§ What you are asked to do:
Recast the whole listing below as a numbered list with one line per item, and leave out the blank lines.

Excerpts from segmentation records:
-------------------------
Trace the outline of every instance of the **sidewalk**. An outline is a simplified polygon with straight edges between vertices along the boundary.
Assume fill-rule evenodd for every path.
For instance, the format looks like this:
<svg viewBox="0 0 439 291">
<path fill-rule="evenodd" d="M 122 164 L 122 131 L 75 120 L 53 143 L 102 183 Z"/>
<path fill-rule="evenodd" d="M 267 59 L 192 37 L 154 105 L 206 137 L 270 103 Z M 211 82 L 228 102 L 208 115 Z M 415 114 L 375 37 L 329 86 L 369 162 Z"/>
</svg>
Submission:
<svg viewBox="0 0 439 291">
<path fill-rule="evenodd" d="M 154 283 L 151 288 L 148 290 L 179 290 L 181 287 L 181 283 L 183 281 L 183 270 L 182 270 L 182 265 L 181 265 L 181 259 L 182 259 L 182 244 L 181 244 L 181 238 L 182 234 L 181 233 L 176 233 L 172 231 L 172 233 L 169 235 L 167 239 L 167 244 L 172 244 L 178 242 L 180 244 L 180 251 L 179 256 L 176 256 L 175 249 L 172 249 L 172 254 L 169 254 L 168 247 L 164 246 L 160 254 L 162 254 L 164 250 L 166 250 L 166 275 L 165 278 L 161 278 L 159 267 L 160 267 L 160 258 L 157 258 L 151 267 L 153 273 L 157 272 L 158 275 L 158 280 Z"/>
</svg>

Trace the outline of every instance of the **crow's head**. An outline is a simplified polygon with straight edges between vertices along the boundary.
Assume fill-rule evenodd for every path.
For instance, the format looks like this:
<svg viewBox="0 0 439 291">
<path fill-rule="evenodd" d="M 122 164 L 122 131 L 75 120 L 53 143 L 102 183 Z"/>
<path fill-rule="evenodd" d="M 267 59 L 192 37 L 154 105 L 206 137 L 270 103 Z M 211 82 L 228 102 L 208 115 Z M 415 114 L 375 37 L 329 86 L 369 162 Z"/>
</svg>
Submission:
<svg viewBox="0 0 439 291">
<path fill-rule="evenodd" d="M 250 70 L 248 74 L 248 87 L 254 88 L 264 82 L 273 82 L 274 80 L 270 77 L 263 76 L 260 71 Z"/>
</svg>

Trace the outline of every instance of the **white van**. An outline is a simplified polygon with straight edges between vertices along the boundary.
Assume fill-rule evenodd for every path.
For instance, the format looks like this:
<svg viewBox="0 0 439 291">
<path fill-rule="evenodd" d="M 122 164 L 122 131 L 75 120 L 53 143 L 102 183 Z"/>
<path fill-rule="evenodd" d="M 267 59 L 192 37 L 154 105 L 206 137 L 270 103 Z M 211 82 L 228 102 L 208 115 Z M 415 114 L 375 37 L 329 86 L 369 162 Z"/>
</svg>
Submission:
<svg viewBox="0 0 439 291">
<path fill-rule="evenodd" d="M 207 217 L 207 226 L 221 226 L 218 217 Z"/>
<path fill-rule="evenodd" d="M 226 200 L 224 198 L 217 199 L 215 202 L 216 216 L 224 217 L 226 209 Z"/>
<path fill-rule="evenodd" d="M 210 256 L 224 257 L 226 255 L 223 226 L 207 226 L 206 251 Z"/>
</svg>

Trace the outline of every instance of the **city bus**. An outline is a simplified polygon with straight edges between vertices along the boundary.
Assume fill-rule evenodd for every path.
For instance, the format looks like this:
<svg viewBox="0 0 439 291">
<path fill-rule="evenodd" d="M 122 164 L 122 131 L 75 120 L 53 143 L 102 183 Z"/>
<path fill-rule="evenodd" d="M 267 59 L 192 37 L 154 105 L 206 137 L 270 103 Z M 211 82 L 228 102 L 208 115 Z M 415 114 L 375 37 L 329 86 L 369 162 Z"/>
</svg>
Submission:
-------------------------
§ The result:
1. Trace the outline of every instance of the **sidewalk**. An outline is a simplified polygon with straight edges between vertices along the boundary.
2. Assume fill-rule evenodd for every path.
3. For instance, the format looks like this:
4. <svg viewBox="0 0 439 291">
5. <path fill-rule="evenodd" d="M 122 164 L 122 131 L 75 120 L 53 143 L 102 183 Z"/>
6. <path fill-rule="evenodd" d="M 267 59 L 192 37 L 154 105 L 206 137 L 270 103 Z M 211 82 L 228 102 L 208 115 Z M 415 114 L 375 37 L 329 86 L 369 162 Z"/>
7. </svg>
8. Submission:
9. <svg viewBox="0 0 439 291">
10. <path fill-rule="evenodd" d="M 154 283 L 151 288 L 148 290 L 179 290 L 181 287 L 181 283 L 183 281 L 183 270 L 182 270 L 182 265 L 181 265 L 181 259 L 182 259 L 182 244 L 181 244 L 181 238 L 182 234 L 181 233 L 176 233 L 172 231 L 172 233 L 169 235 L 167 239 L 167 244 L 172 244 L 178 242 L 180 244 L 180 251 L 179 256 L 176 256 L 175 249 L 172 249 L 172 254 L 169 254 L 168 247 L 164 246 L 160 254 L 162 254 L 164 250 L 166 250 L 166 275 L 165 278 L 161 278 L 159 267 L 160 267 L 160 258 L 157 258 L 151 267 L 153 273 L 157 272 L 158 275 L 158 280 Z"/>
11. </svg>
12. Trace the outline of every instance of the **crow's head**. An outline is a simplified polygon with straight edges between vertices along the boundary.
13. Assume fill-rule evenodd for every path.
14. For instance, the format looks like this:
15. <svg viewBox="0 0 439 291">
16. <path fill-rule="evenodd" d="M 122 164 L 122 131 L 75 120 L 53 143 L 102 183 Z"/>
17. <path fill-rule="evenodd" d="M 267 59 L 192 37 L 154 105 L 206 137 L 270 103 Z M 211 82 L 228 102 L 208 115 Z M 415 114 L 375 37 L 329 86 L 369 162 Z"/>
18. </svg>
19. Submission:
20. <svg viewBox="0 0 439 291">
21. <path fill-rule="evenodd" d="M 250 70 L 248 74 L 248 87 L 254 88 L 264 82 L 273 82 L 274 80 L 270 77 L 263 76 L 260 71 Z"/>
22. </svg>
23. Trace the outline of every instance of the **white van**. An outline is a simplified polygon with straight edges between vertices along the boundary.
24. Assume fill-rule evenodd for every path.
25. For instance, the format looks like this:
26. <svg viewBox="0 0 439 291">
27. <path fill-rule="evenodd" d="M 122 164 L 122 131 L 75 120 L 53 143 L 102 183 Z"/>
28. <path fill-rule="evenodd" d="M 267 59 L 192 37 L 154 105 L 206 137 L 270 103 Z M 211 82 L 228 102 L 208 115 Z M 415 114 L 375 37 L 329 86 L 369 162 Z"/>
29. </svg>
30. Submission:
31. <svg viewBox="0 0 439 291">
32. <path fill-rule="evenodd" d="M 207 217 L 207 226 L 221 226 L 218 217 Z"/>
33. <path fill-rule="evenodd" d="M 226 200 L 224 198 L 217 199 L 215 202 L 216 216 L 224 217 L 226 209 Z"/>
34. <path fill-rule="evenodd" d="M 210 256 L 224 257 L 226 255 L 223 226 L 207 226 L 206 251 Z"/>
35. </svg>
36. Trace the outline of every instance of the **city bus**. An outline is a simplified polygon with straight edges between vertices along the boundary.
37. Assume fill-rule evenodd for every path.
38. For instance, the format looks like this:
39. <svg viewBox="0 0 439 291">
40. <path fill-rule="evenodd" d="M 122 164 L 122 131 L 75 120 L 53 143 L 102 183 Z"/>
41. <path fill-rule="evenodd" d="M 267 59 L 192 37 L 154 105 L 206 137 L 270 103 Z M 211 82 L 228 102 L 208 115 Z M 415 114 L 375 37 L 329 86 L 369 162 Z"/>
42. </svg>
43. Submission:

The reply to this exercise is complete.